→ Supplied text:
Scripps Health System Whistleblower Lawsuit

Case Type: Whistleblower/Qui Tam

Organization: Scripps Health System

Sanford Heisler Sharp today announced that San Diego’s Scripps Health System has agreed to pay the United States Government more than $1.5 million to settle claims brought by a whistleblower under the False Claims Act. The suit was filed in early 2016.

The whistleblower, represented by Sanford Heisler Sharp alleged that the San Diego-based Scripps Health System unlawfully billed the United States Government for physical therapy services on behalf of a physician who was not present while the services were rendered. The case, filed in the U.S. District Court for the Southern District of California, claimed that Scripps persisted in this conduct despite warnings from the whistleblower.

David Sanford, Chairman of Sanford Heisler Sharp emphasized the importance of whistleblowers who speak up against unlawful claims for government reimbursement. “The Federal Government depends on whistleblowers to uncover healthcare fraud and report it,” Sanford said. “The government cannot review every claim for payment, so it depends on whistleblowers, like the one here, to bring unlawful conduct to the government’s attention. We all thank the whistleblower for having the courage to speak up and protect the tax dollars of every American.”

The False Claims Act is one of the federal government’s most important anti-fraud tools. Under the Act, whistleblowers (called relators), may bring a lawsuit on behalf of the government to recover money that the government has wrongfully paid to private parties. Such allegations may include claims that healthcare providers sought reimbursement from government health insurance programs, like Medicare, for procedures, services, or goods that are not eligible for reimbursement. The Act imposes treble damages (three times the amount of the fraud), civil penalties, and attorneys fees on defendants. In addition, the Act grants relators a share of the government’s recovery—a reward for information leading to the government’s repayment. Many states have similar statutes covering state monies, such as money expended under Medicaid programs.

“Fraud is often subtle,” added Russell L. Kornblith, Sanford Heisler Sharp's New York Managing Partner and one of the lead attorneys on the case. “Particularly in the healthcare sector, the government depends on whistleblowers in the know to speak up when they see something wrong. Here, the Relator saw claims that were not reimbursable and repeatedly warned Scripps. She rightfully deserves a reward for doing so.”

Saved data entries
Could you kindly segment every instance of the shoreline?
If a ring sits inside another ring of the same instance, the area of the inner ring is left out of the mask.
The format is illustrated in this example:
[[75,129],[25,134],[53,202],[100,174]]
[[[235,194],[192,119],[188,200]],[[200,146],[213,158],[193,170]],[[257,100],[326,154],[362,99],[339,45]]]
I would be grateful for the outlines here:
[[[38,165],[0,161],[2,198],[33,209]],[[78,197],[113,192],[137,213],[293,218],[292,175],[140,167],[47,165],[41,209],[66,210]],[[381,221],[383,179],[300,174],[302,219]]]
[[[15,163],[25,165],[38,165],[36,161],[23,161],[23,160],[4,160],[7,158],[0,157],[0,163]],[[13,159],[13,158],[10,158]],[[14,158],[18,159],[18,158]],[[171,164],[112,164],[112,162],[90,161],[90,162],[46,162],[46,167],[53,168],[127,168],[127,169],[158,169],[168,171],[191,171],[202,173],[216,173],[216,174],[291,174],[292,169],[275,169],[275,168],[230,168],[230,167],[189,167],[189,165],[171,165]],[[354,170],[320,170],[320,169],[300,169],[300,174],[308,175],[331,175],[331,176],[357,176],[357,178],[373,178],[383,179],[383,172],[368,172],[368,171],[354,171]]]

→ Instructions for the task: From the Scripps settlement article, extract the stretch from "Case Type: Whistleblower/Qui" through "from the whistleblower.", copying it word for word. You won't need the listing for any of this.

→ Exercise answer:
Case Type: Whistleblower/Qui Tam

Organization: Scripps Health System

Sanford Heisler Sharp today announced that San Diego’s Scripps Health System has agreed to pay the United States Government more than $1.5 million to settle claims brought by a whistleblower under the False Claims Act. The suit was filed in early 2016.

The whistleblower, represented by Sanford Heisler Sharp alleged that the San Diego-based Scripps Health System unlawfully billed the United States Government for physical therapy services on behalf of a physician who was not present while the services were rendered. The case, filed in the U.S. District Court for the Southern District of California, claimed that Scripps persisted in this conduct despite warnings from the whistleblower.